Assignment: Edit the code of ethics below, starting with "Act in the best" and going on through "to your client.", and write that part out with "competing interests" in place of "conflicts of interest" each time it appears.

The CSLA Board of Standards Code of Ethics and Standards of Professional Conduct are fundamental to the values of the CSLP designation and essential to achieving its mission to help student loan borrowers and financial professionals become fully informed about strategies, risks, and rewards associated with the variety of student loan repayment options.
Since the creation of the CSLP, the Code of Standards have promoted the integrity of the CLSP designation and served as a model for measuring the ethics of financial professionals providing student loan repayment advice.
All CSLP candidates and designees must abide by the Code of Standards. Violations may result in sanction by the CSLA Board of Standards. Sanctions may include revocation of candidacy or of the right to use the CSLP designation.
Act with integrity, competence, and care.
Treat clients and others with dignity, courtesy, and respect.
Avoid false or misleading statements to clients and others.
Act in the best interests of your clients.
Do not discriminate on the basis of race, color, national origin, religion, sex, gender identity, pregnancy, physical or mental disability, age, medical condition, ancestry, marital status, citizenship, sexual orientation, or service in the uniformed services.
Comply with all laws, rules, and regulations governing delivery of professional financial services.
Avoid conflicts of interest. Explain any foreseeable conflicts and secure informed client consent. When working with couples and families, secure informed consent regarding inherent conflicts of interest.
Avoid accepting any money, benefit, or other consideration from those with interests potentially adverse to your client.
Take care to ensure that client records and information remain confidential.
Require clients to provide recent and reliable records before conducing your analysis. Take care to identify indicators of incomplete or erroneous records. Exercise skepticism regarding communications from loan servicers, lenders, collection agencies, or others whose interests may not align with your client’s interests.
Respond to reasonable client communications in a timely manner.
When using tools including spreadsheets, online calculators, or student loan software, exercise care and diligence. Understand underlying assumptions. Test outcomes for accuracy and reliability. Explain the limitations of projected outcomes to your clients.
Help your clients make informed decisions. Explain the assumptions behind your recommendations. Inform clients of potential advantages and disadvantages to the various course of action.
Warn clients to be cautious when evaluating refinancing. Clearly explain the unique consumer protections applicable to federal student loans.
Communicate to your client any limits to the scope of your services. Describe the services that you will and will not provide.
If a client matter presents facts or circumstances outside your area of competence, secure assistance from a competent professional, refer the client to a professional you reasonably believe competent, or end your representation the client.
Take care to identify when a client may benefit from legal counsel. Avoid the unauthorized practice of law. Refer clients to competent providers of legal services as indicated.
Maintain and distribute up-to-date information about how-to find consumer legal services and how-to contact consumer protection agencies and advocacy organizations.
Provide pro bono services for financially distressed borrowers as you are able.

Data for review:

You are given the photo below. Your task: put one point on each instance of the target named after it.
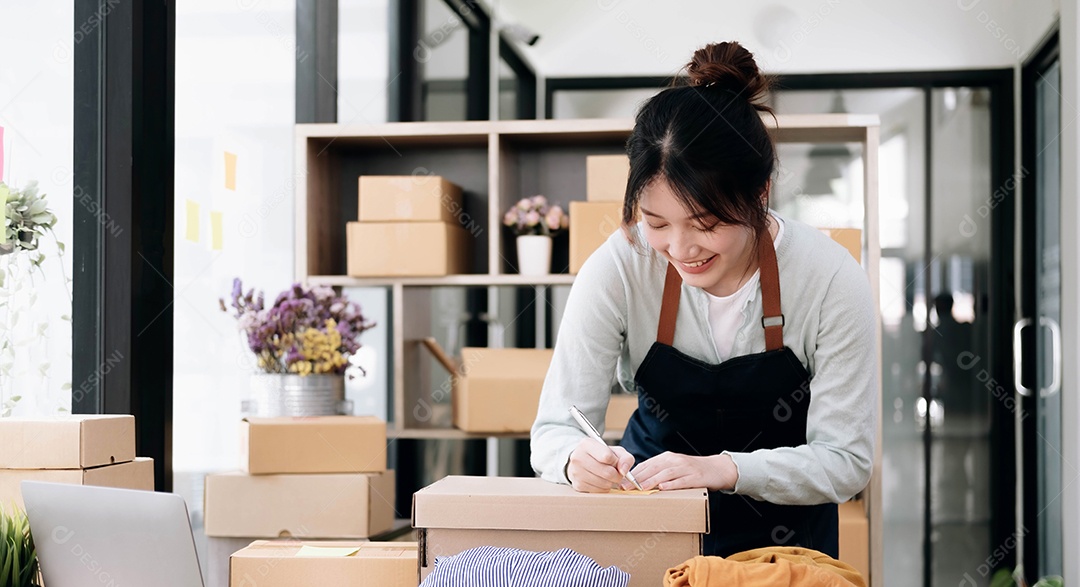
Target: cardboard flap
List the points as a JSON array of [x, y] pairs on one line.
[[507, 364], [316, 421], [364, 549], [517, 503]]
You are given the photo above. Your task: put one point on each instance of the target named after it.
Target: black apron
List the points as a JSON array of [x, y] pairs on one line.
[[744, 404]]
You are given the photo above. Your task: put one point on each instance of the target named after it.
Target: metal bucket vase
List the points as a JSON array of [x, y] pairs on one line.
[[281, 395]]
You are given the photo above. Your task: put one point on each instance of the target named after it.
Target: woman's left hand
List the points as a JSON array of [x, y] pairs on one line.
[[674, 471]]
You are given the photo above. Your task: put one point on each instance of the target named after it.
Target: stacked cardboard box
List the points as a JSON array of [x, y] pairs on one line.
[[643, 534], [408, 226], [495, 391], [89, 450], [854, 536], [314, 478], [594, 220]]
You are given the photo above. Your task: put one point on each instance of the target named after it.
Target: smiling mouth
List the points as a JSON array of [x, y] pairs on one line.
[[698, 263]]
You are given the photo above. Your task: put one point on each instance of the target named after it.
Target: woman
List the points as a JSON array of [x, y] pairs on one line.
[[760, 388]]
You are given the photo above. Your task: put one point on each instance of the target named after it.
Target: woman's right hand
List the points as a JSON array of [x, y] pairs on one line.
[[594, 468]]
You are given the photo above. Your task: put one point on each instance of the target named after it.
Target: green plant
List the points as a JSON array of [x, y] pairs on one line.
[[18, 560], [27, 217], [1013, 578]]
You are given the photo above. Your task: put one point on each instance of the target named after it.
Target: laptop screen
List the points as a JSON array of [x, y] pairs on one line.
[[94, 535]]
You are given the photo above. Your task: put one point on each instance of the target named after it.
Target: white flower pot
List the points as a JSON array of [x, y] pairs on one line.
[[534, 255], [275, 395]]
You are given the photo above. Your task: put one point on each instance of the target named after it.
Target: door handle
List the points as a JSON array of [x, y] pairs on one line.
[[1055, 353], [1018, 357]]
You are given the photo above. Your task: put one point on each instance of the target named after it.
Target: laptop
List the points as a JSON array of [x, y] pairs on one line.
[[95, 535]]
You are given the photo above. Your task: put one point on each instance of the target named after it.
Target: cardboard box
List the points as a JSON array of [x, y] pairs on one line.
[[606, 178], [422, 198], [855, 536], [401, 249], [591, 223], [137, 474], [495, 390], [66, 441], [333, 444], [851, 239], [301, 506], [282, 563], [218, 551], [642, 534], [620, 408]]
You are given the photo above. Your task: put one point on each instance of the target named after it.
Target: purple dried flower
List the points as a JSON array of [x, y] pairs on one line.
[[269, 331]]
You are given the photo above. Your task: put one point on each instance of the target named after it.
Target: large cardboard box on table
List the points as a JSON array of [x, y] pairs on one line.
[[421, 198], [643, 534], [606, 178], [137, 474], [218, 551], [66, 441], [332, 444], [495, 390], [316, 506], [850, 239], [404, 249], [620, 408], [294, 563], [854, 536], [591, 223]]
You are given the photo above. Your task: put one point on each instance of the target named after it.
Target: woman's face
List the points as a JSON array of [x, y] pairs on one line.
[[706, 255]]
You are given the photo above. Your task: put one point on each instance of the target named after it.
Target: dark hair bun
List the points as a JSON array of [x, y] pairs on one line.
[[729, 66]]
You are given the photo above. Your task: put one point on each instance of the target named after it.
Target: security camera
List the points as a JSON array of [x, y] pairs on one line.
[[521, 33]]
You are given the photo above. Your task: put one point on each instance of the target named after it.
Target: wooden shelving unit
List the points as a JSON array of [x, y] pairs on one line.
[[496, 163], [449, 281]]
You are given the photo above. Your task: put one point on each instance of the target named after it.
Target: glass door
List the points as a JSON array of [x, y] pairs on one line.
[[1038, 328]]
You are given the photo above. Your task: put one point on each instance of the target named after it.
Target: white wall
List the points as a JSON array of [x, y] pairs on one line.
[[644, 38], [37, 106]]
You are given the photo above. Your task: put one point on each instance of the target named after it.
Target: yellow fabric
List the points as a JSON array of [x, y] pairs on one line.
[[772, 567]]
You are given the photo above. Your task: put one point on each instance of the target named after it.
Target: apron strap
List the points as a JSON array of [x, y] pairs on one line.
[[772, 318], [673, 288]]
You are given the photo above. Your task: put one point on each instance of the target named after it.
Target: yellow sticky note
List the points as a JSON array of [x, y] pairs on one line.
[[307, 550], [635, 491], [215, 230], [230, 171], [192, 230]]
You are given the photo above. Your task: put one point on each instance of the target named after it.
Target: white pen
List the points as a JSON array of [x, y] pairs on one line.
[[588, 427]]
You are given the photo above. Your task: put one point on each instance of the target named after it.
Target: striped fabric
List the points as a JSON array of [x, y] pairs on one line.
[[490, 567]]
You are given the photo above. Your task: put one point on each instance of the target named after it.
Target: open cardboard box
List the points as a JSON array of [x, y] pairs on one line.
[[495, 390], [413, 199], [288, 563], [71, 441], [137, 474], [642, 534], [304, 506], [325, 444]]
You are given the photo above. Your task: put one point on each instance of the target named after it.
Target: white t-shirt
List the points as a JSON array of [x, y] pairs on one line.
[[727, 314]]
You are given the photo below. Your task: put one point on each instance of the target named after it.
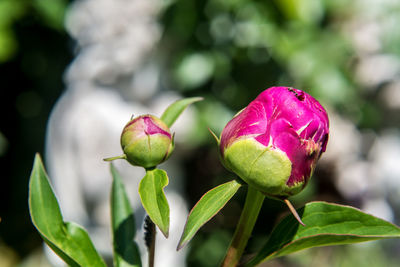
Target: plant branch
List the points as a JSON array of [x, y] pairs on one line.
[[150, 239], [252, 206]]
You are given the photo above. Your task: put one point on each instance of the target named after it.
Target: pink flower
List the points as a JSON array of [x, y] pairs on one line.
[[276, 141]]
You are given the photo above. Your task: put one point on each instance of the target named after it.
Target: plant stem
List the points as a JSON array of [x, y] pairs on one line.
[[252, 206], [114, 158], [150, 239]]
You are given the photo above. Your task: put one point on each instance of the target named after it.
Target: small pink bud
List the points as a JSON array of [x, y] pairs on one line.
[[146, 141]]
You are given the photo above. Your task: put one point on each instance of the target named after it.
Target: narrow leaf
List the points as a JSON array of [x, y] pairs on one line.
[[206, 208], [153, 198], [68, 240], [326, 224], [175, 109], [126, 252]]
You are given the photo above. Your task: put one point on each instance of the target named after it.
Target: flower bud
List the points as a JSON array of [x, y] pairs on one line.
[[146, 141], [275, 142]]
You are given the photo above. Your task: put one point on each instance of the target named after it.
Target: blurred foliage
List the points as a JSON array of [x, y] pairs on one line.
[[228, 51], [33, 55], [234, 49]]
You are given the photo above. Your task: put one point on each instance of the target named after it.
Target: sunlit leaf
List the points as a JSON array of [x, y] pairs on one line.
[[70, 241], [326, 224], [206, 208], [126, 252], [153, 198]]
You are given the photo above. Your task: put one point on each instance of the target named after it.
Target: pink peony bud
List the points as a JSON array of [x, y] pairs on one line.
[[146, 141], [275, 142]]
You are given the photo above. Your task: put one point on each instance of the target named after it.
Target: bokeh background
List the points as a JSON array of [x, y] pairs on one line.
[[345, 53]]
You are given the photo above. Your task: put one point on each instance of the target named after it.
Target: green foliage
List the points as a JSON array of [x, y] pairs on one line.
[[68, 240], [206, 208], [153, 198], [175, 109], [126, 252], [326, 224]]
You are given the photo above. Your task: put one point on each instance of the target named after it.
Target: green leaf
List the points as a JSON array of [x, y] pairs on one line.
[[153, 198], [68, 240], [206, 208], [326, 224], [126, 252], [175, 109]]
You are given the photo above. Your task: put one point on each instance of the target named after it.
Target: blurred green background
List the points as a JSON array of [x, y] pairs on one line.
[[345, 53]]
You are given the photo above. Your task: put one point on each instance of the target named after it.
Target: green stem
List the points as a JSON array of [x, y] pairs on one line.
[[252, 206], [114, 158]]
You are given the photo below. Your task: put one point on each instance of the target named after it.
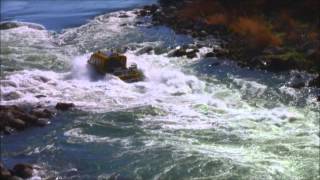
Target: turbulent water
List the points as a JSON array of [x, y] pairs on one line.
[[190, 118]]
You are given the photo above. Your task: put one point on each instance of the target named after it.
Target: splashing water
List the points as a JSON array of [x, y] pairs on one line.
[[180, 123]]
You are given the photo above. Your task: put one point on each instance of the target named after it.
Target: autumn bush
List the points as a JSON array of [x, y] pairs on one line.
[[256, 31], [261, 22]]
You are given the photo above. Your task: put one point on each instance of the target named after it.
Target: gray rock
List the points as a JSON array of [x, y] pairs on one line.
[[64, 106], [23, 170]]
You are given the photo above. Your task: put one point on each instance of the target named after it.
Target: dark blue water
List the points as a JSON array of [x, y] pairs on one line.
[[60, 14]]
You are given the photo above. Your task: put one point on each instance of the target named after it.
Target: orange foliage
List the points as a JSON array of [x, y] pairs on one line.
[[256, 31], [217, 19], [313, 36], [200, 9]]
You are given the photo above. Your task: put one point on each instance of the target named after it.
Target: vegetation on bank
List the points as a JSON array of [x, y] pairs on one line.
[[289, 31]]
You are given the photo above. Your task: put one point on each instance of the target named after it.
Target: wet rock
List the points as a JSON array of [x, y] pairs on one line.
[[145, 50], [14, 178], [14, 24], [191, 53], [17, 118], [220, 52], [40, 96], [17, 124], [273, 50], [4, 172], [116, 176], [23, 170], [64, 106], [45, 113], [315, 82], [297, 85], [11, 96], [187, 50], [8, 25], [210, 54], [8, 130], [123, 16]]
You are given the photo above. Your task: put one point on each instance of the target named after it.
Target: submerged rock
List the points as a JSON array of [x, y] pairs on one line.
[[23, 170], [188, 50], [14, 24], [64, 106], [14, 118], [315, 82], [4, 172]]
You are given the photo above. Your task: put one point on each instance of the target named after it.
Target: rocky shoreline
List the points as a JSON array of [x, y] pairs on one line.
[[18, 118], [14, 119], [19, 171], [304, 57]]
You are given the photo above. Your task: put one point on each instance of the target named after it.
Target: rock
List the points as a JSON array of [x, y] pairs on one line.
[[40, 96], [42, 113], [186, 50], [273, 50], [64, 106], [42, 122], [145, 50], [17, 118], [14, 24], [209, 54], [23, 170], [17, 124], [123, 16], [11, 96], [191, 53], [116, 176], [315, 82], [8, 25], [8, 130], [28, 118], [14, 178], [297, 85], [220, 52], [4, 172]]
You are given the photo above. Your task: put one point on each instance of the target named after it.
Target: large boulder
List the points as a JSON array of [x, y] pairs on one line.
[[4, 172], [23, 170], [64, 106]]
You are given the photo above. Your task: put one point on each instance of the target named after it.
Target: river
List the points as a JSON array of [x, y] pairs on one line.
[[190, 118]]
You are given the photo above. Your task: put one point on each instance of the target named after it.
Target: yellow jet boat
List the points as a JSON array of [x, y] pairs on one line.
[[116, 64]]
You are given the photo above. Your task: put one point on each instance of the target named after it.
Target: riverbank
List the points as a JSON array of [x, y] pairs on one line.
[[192, 117], [245, 37]]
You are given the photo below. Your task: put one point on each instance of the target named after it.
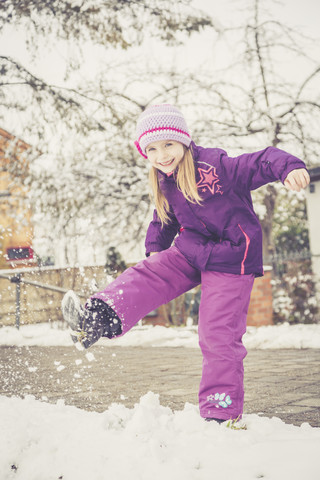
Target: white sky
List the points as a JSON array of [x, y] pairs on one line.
[[301, 14]]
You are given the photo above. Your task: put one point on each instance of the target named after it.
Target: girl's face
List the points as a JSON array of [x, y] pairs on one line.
[[165, 155]]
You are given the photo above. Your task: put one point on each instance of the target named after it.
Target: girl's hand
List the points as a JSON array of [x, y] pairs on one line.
[[297, 179]]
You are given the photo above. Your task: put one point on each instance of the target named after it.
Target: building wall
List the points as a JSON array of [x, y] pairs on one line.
[[15, 214], [39, 305]]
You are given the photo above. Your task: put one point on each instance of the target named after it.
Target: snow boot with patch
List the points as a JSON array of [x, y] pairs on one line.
[[91, 322]]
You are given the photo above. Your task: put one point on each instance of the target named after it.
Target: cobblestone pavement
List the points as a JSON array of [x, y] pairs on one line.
[[282, 383]]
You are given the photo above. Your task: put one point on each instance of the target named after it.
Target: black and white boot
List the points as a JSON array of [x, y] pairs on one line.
[[91, 322]]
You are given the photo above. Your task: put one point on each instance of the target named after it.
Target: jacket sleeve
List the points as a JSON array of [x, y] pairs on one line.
[[160, 238], [252, 170]]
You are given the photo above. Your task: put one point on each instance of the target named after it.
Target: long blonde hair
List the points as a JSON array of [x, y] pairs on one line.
[[186, 183]]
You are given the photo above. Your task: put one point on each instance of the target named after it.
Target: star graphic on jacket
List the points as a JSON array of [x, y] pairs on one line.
[[209, 179]]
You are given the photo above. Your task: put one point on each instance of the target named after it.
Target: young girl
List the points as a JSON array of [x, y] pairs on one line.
[[204, 207]]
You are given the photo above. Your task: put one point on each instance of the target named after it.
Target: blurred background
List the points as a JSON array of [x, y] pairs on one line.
[[75, 75]]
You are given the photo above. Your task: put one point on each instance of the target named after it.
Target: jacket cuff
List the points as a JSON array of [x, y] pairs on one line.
[[292, 166], [153, 247]]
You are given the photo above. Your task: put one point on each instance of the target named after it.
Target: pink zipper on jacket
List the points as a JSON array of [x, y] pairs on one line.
[[246, 250]]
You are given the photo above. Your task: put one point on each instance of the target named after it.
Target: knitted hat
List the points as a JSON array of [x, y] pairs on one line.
[[161, 122]]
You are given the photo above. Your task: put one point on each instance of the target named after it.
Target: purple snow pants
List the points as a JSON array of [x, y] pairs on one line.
[[222, 320]]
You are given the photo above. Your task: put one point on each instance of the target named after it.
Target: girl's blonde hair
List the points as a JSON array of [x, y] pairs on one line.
[[186, 182]]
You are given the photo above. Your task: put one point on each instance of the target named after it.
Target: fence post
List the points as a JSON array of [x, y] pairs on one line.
[[17, 280]]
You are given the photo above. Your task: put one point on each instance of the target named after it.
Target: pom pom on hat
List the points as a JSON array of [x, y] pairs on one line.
[[161, 122]]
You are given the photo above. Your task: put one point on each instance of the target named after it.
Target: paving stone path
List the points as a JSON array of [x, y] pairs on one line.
[[282, 383]]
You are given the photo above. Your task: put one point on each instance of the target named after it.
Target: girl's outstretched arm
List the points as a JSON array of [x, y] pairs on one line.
[[297, 179]]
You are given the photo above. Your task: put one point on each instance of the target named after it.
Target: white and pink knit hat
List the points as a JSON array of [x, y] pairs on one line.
[[161, 122]]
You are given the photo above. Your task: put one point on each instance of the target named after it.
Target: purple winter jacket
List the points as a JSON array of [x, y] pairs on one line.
[[223, 233]]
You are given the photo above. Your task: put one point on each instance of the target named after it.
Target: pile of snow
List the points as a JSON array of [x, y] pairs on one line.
[[43, 441], [280, 336]]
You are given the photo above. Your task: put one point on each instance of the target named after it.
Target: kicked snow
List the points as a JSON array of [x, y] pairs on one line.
[[43, 441], [268, 337]]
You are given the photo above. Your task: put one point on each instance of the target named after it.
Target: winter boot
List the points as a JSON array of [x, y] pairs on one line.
[[217, 420], [91, 322]]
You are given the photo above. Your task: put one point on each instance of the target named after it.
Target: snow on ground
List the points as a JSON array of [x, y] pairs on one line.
[[280, 336], [53, 441], [41, 441]]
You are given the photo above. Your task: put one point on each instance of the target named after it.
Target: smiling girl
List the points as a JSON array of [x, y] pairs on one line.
[[204, 231]]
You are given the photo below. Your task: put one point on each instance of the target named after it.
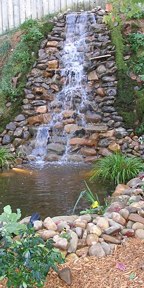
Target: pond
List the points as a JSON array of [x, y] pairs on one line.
[[50, 190]]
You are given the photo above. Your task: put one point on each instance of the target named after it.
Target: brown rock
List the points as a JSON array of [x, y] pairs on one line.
[[39, 119], [136, 218], [82, 252], [111, 239], [53, 64], [92, 76], [100, 92], [119, 190]]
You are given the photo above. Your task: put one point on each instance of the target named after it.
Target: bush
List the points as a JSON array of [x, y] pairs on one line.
[[117, 168], [5, 157]]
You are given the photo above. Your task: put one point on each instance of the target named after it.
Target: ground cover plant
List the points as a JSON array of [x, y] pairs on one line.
[[25, 260], [117, 168], [18, 64]]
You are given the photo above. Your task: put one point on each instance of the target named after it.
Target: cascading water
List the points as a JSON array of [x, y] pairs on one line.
[[73, 95]]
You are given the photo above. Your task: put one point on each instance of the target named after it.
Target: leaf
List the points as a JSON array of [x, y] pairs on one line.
[[121, 266], [7, 209]]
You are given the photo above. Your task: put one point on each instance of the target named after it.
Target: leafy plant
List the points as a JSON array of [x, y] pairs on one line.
[[117, 168], [9, 223], [25, 263], [5, 157]]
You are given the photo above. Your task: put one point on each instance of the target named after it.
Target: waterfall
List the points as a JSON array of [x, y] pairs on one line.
[[73, 94]]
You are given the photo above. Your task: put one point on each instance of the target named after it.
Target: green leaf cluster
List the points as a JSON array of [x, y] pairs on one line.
[[117, 168], [9, 223], [26, 262]]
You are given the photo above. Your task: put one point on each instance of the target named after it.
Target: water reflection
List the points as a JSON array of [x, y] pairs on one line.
[[50, 190]]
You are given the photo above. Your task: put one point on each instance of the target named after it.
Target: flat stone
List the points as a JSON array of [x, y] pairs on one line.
[[49, 224], [137, 225], [91, 239], [139, 233], [56, 147], [136, 218], [111, 239], [97, 250]]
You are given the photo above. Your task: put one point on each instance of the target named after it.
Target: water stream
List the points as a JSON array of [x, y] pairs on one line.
[[73, 95]]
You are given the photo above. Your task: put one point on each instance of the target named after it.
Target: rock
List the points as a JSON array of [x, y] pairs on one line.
[[38, 224], [127, 232], [101, 69], [73, 242], [56, 147], [136, 218], [80, 223], [106, 247], [92, 117], [139, 233], [79, 231], [6, 139], [19, 118], [137, 225], [39, 119], [91, 239], [65, 275], [118, 218], [18, 132], [49, 224], [92, 76], [111, 239], [47, 234], [97, 250], [114, 147], [53, 64], [11, 126], [135, 182], [72, 257], [82, 252], [60, 243], [94, 229], [103, 223], [120, 189], [124, 213]]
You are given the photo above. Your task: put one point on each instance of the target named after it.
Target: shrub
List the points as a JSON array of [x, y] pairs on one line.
[[117, 168], [5, 157]]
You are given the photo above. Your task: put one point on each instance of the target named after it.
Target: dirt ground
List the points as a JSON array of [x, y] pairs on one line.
[[123, 269]]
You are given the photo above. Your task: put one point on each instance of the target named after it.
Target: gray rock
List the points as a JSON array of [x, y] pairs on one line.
[[97, 250]]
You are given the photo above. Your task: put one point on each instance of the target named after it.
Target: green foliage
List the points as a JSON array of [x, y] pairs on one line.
[[117, 168], [5, 157], [26, 262], [10, 223], [137, 41]]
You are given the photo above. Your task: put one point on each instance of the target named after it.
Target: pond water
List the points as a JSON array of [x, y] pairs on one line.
[[50, 190]]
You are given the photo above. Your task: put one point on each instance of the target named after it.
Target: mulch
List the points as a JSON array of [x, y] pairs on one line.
[[91, 272]]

Response:
Act in the best interests of your clients.
Do not discriminate on the basis of race, color, national origin, religion, sex, gender identity, pregnancy, physical or mental disability, age, medical condition, ancestry, marital status, citizenship, sexual orientation, or service in the uniformed services.
Comply with all laws, rules, and regulations governing delivery of professional financial services.
Avoid competing interests. Explain any foreseeable conflicts and secure informed client consent. When working with couples and families, secure informed consent regarding inherent competing interests.
Avoid accepting any money, benefit, or other consideration from those with interests potentially adverse to your client.